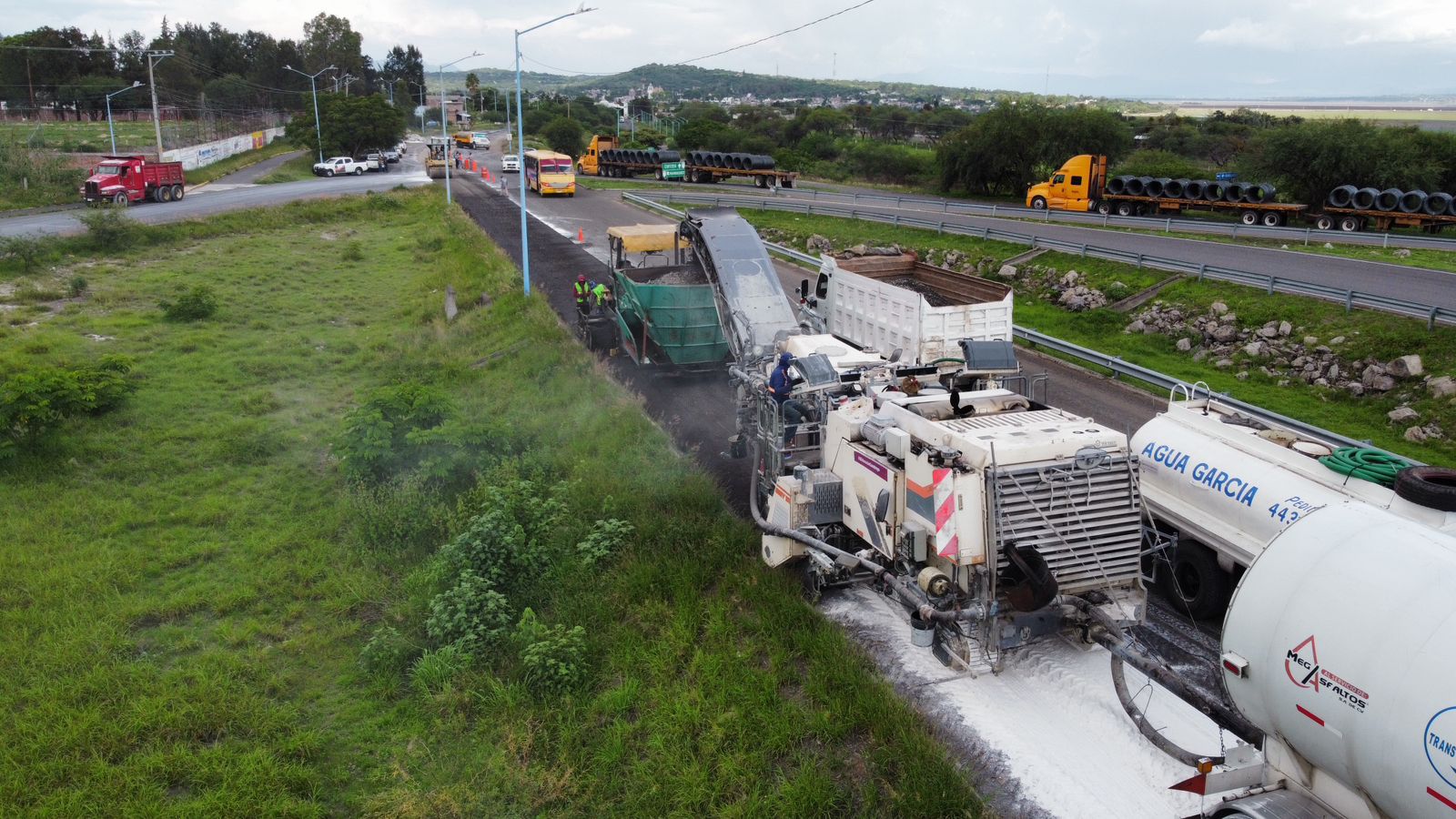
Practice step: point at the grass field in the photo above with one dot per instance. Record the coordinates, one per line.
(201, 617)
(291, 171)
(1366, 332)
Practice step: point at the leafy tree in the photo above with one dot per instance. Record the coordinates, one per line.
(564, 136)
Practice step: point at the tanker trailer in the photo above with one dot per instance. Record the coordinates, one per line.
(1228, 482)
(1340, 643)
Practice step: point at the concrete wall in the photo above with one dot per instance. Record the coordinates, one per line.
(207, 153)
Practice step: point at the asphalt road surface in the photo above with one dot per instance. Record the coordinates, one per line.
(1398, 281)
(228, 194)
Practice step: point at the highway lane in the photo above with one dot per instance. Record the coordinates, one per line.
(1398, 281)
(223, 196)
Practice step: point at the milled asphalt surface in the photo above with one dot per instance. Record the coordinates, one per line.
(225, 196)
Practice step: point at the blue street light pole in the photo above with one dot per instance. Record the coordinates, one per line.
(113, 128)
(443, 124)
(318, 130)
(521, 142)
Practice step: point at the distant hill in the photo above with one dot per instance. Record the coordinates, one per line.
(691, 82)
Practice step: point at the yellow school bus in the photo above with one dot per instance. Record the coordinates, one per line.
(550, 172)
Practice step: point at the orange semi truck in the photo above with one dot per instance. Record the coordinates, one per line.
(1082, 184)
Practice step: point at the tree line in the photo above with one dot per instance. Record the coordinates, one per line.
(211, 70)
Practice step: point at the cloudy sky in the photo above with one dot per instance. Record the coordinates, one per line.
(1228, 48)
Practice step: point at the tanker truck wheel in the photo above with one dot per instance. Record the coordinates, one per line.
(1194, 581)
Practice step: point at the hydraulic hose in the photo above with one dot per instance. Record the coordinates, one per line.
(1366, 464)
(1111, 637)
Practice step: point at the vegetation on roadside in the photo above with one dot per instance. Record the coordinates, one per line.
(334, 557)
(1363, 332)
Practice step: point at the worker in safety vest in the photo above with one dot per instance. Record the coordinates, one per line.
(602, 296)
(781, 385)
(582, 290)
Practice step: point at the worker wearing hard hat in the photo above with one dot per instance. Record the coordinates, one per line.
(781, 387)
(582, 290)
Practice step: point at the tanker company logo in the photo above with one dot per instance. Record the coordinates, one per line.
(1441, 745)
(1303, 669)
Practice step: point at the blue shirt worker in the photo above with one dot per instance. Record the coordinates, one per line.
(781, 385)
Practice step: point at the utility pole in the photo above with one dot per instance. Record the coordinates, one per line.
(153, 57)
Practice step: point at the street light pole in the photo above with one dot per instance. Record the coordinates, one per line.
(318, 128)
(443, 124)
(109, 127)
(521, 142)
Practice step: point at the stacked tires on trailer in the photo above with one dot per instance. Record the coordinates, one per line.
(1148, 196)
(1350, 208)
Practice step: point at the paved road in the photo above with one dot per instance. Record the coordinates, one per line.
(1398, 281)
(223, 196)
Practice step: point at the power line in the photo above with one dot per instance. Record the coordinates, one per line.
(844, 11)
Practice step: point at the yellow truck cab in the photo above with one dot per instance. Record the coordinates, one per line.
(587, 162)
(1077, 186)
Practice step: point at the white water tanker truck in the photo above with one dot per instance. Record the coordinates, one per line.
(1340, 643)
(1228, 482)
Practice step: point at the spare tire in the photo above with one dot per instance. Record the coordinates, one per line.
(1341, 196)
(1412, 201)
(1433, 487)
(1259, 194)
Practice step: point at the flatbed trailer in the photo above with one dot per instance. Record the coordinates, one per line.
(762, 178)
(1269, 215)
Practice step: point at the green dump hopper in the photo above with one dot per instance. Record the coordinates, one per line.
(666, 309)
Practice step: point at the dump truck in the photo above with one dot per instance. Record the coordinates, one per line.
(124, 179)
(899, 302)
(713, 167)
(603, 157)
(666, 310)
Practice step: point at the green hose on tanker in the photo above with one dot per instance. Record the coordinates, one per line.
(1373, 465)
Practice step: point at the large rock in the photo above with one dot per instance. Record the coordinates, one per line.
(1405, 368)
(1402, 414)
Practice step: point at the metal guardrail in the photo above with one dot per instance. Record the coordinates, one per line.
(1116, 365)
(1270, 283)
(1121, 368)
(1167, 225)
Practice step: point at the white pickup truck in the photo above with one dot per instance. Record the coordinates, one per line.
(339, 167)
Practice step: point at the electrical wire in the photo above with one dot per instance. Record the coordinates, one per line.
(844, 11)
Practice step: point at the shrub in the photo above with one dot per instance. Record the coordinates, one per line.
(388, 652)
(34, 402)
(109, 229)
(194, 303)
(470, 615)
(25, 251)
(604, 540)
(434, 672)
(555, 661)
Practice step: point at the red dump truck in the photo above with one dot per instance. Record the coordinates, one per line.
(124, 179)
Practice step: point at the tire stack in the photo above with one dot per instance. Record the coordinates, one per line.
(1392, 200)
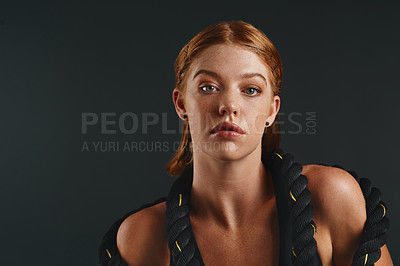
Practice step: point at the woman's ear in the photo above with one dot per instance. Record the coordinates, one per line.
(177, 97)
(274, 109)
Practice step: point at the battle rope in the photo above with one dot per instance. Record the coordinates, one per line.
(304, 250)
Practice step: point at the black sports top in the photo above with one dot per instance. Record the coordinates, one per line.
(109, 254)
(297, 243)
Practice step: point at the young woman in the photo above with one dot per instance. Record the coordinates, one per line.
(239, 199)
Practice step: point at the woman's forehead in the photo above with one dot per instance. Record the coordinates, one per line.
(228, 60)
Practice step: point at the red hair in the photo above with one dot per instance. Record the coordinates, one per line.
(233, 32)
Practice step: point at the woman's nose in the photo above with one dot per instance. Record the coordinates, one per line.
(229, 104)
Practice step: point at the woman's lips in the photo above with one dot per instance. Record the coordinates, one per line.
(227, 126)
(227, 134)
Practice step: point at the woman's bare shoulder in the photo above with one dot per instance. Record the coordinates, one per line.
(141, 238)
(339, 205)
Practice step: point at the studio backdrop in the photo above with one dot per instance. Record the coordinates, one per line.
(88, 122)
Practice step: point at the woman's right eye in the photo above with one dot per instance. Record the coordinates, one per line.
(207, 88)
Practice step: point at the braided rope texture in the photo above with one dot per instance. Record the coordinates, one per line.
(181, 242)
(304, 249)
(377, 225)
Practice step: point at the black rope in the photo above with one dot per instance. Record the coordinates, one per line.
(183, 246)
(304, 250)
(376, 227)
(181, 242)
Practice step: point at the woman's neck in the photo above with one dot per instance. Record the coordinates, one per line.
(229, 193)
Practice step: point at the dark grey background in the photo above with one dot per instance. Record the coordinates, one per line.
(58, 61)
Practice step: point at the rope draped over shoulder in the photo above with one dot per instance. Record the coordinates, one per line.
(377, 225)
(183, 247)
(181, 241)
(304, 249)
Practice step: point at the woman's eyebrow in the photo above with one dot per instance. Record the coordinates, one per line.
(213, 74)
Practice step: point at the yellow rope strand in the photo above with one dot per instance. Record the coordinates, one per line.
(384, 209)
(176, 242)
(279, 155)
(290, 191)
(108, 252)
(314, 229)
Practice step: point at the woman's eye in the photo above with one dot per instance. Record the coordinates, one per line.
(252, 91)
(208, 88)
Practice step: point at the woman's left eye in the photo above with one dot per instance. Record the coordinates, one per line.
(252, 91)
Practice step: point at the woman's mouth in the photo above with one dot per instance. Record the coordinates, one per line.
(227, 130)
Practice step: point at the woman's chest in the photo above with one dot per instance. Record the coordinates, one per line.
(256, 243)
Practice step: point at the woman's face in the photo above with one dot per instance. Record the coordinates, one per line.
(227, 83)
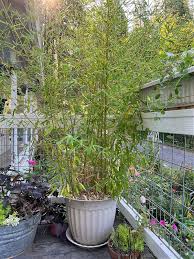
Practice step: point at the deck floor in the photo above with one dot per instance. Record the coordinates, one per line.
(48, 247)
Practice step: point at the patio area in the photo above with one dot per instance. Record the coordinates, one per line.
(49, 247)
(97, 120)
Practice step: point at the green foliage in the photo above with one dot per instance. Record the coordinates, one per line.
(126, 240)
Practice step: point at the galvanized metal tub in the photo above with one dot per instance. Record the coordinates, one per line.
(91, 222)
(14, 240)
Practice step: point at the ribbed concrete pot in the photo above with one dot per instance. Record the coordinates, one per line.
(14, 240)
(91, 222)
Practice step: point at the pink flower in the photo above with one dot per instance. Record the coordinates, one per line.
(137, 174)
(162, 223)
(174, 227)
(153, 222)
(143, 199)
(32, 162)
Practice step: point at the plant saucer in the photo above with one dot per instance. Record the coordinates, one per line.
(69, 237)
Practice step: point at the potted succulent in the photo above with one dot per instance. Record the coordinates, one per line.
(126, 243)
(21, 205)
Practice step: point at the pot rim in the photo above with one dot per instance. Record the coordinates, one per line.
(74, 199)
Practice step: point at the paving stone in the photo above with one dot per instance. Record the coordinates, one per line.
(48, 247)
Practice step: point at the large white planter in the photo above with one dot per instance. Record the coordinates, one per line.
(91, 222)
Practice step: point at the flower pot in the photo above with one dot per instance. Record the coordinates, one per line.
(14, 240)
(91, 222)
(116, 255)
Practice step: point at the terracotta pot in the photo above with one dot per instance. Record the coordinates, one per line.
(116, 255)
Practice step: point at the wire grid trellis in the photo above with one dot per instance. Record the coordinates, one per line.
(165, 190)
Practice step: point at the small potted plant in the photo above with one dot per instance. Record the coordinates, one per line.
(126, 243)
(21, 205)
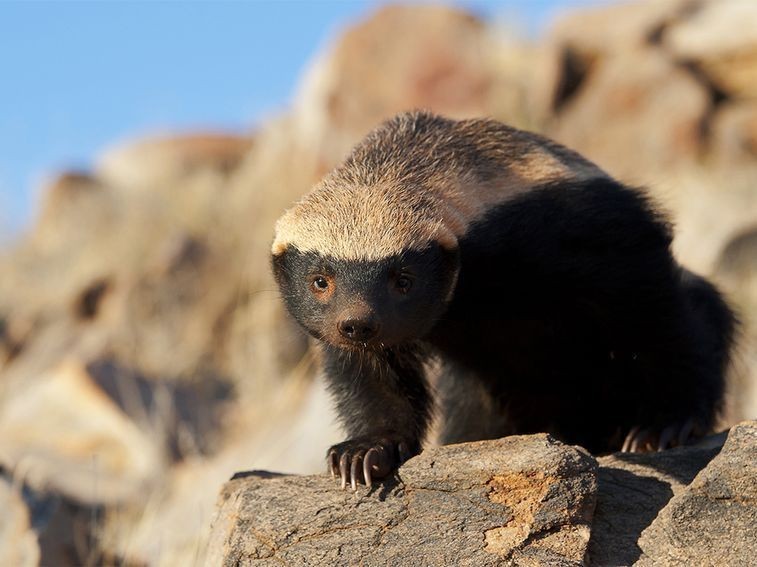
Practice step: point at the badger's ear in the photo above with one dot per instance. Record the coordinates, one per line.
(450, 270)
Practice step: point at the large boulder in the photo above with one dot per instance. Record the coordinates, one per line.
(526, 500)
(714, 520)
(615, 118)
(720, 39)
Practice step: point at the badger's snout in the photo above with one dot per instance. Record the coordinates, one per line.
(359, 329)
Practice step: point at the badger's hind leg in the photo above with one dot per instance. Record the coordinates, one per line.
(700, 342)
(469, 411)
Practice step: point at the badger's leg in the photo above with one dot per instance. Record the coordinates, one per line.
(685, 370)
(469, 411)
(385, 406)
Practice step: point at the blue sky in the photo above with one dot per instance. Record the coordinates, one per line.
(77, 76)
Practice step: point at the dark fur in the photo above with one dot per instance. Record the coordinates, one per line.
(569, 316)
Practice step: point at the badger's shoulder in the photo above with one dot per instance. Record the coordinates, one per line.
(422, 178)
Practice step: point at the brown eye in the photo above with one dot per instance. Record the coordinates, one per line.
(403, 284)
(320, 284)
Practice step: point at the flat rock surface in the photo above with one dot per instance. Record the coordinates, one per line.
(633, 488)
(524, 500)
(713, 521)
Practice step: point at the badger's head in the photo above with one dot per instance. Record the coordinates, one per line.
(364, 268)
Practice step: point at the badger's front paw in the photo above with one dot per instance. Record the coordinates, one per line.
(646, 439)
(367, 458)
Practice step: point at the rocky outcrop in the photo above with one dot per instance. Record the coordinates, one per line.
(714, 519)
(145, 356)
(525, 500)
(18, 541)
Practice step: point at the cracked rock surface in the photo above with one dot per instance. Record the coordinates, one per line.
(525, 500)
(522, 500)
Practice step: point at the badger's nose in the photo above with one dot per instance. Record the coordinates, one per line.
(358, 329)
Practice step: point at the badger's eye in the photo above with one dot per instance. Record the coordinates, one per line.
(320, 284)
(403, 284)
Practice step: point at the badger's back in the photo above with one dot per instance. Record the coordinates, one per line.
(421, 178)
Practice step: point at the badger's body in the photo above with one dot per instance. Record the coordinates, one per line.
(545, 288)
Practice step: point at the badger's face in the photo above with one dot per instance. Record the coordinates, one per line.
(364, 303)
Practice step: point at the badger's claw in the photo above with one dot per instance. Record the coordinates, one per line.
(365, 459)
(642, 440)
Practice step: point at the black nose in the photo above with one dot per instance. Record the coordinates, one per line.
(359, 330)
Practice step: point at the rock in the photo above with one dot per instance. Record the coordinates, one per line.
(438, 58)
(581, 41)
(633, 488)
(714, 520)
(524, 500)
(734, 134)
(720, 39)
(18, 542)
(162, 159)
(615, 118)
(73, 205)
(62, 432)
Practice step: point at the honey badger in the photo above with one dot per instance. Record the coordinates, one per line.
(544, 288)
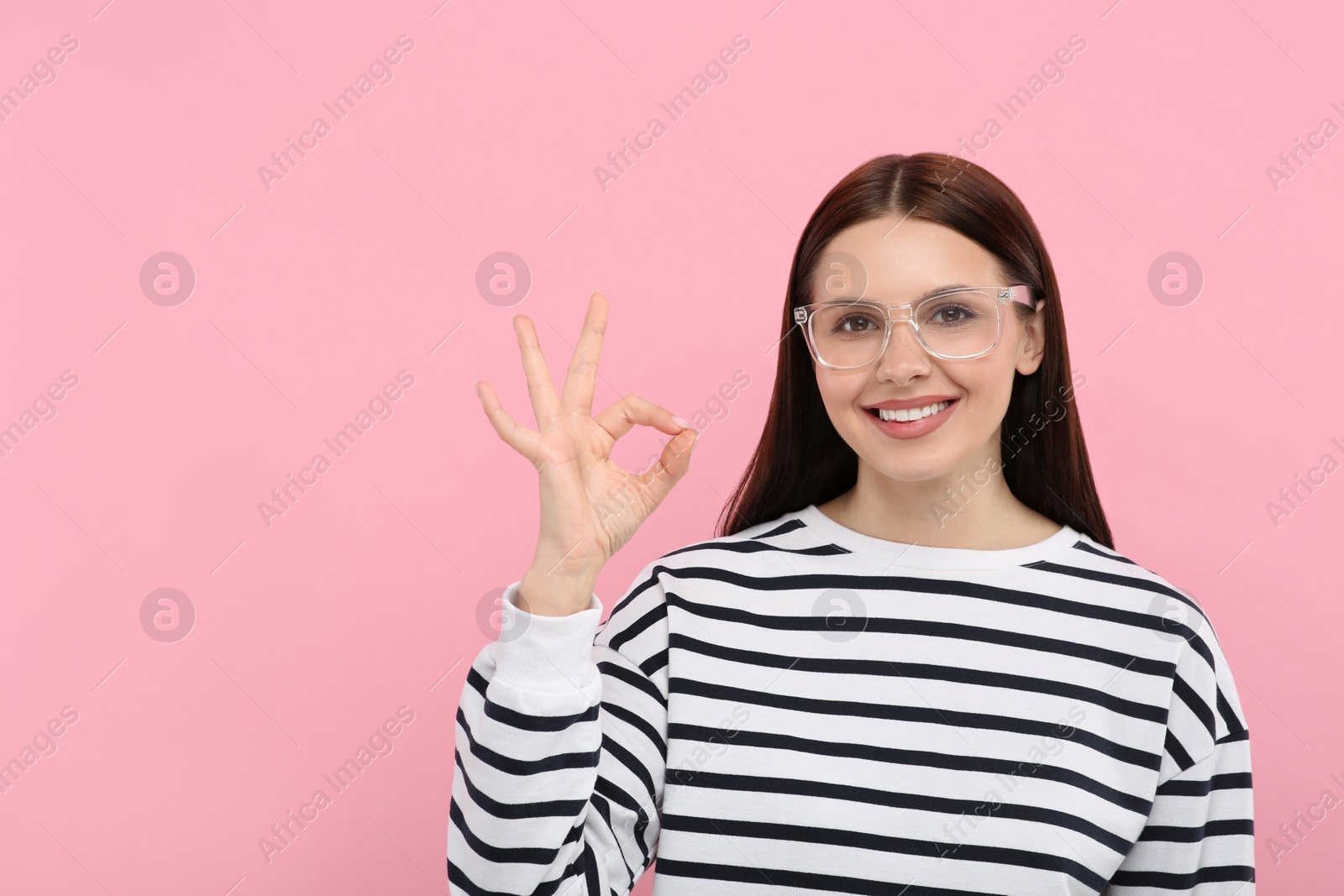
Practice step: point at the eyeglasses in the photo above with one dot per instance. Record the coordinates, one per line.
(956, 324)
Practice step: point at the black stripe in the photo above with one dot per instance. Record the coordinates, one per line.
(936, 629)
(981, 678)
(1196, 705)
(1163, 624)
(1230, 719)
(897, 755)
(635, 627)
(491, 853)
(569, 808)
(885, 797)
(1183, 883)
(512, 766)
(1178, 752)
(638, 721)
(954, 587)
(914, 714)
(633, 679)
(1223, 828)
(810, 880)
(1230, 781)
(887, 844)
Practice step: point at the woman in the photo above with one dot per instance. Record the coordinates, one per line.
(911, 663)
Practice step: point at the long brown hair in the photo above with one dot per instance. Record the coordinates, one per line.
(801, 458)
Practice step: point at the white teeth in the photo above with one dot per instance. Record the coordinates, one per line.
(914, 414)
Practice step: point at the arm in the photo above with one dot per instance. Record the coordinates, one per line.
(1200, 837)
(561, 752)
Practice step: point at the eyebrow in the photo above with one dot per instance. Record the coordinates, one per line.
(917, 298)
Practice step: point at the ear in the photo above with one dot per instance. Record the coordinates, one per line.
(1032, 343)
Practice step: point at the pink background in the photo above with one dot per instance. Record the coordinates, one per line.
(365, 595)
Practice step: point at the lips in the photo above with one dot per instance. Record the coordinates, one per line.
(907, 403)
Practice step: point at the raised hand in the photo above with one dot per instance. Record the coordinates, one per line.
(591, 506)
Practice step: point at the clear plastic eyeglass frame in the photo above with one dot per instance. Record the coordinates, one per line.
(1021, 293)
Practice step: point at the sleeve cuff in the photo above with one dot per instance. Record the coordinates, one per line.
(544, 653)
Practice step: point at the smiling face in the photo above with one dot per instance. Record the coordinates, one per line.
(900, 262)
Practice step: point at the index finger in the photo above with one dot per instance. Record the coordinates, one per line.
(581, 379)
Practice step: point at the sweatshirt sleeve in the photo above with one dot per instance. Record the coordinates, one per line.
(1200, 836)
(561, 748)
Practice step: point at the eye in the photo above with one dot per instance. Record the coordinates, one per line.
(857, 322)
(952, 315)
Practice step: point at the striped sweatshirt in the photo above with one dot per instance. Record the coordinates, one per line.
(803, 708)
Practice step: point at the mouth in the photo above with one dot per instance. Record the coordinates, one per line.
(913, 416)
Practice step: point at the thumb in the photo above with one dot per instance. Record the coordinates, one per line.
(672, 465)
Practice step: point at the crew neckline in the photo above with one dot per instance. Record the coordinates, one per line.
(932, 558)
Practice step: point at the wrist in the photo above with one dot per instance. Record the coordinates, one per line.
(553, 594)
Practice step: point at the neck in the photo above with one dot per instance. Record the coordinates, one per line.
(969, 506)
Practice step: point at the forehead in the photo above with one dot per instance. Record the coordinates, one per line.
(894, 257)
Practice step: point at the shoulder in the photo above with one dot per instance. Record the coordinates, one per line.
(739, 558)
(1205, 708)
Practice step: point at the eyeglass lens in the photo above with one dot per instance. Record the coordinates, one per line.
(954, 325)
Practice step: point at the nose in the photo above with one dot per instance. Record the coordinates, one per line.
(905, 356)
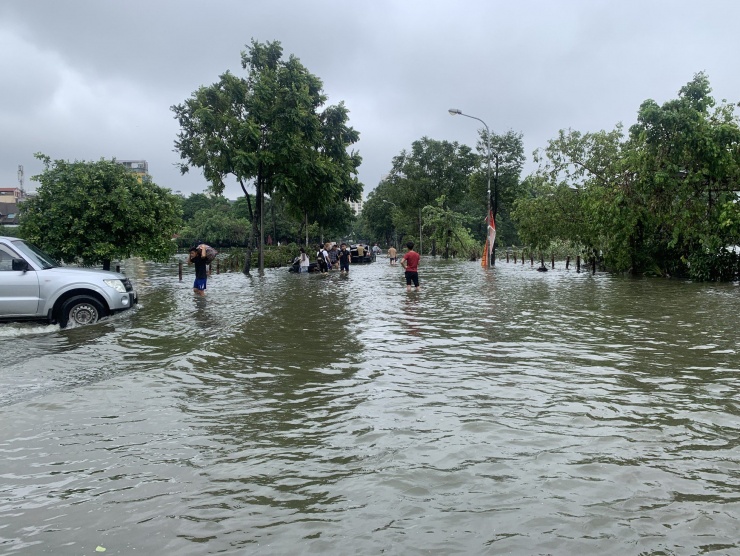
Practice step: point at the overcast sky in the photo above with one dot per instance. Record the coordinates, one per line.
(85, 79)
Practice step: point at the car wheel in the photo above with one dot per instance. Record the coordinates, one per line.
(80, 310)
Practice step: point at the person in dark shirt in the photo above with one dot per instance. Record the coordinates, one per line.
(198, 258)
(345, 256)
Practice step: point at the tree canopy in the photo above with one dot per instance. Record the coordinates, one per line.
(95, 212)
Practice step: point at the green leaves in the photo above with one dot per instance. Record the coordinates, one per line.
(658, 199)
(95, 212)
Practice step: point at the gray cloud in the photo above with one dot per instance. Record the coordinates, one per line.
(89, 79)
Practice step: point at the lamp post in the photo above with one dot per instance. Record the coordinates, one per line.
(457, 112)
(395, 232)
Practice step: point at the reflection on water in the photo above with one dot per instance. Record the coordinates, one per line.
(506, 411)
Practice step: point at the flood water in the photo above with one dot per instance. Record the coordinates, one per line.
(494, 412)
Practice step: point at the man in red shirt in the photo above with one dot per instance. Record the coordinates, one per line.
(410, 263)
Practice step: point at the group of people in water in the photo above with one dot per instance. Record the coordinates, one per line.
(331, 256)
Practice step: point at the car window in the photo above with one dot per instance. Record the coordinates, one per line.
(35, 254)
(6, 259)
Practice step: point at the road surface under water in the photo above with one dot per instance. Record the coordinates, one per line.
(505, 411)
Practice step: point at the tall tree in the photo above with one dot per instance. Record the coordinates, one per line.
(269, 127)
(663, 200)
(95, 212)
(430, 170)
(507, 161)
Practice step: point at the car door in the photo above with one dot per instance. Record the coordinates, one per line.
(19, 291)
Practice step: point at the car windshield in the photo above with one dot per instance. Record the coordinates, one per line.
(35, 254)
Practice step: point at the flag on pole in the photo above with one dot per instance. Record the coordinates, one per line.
· · · ·
• **Set problem**:
Could you recast everything in the records from the line containing "Practice step: point at the cloudy" down to the line containing "(1194, 581)", both of those lines included, as a numbered list with any blank lines dropped?

• **Written answer**:
1. Practice step: point at the cloudy sky in the photo above with one dot per instance. Record the coordinates, one per line.
2. (1228, 48)
3. Practice step: point at the tanker truck wheel in the photo above with one dot per instance. Record the coordinates, one per line.
4. (1194, 581)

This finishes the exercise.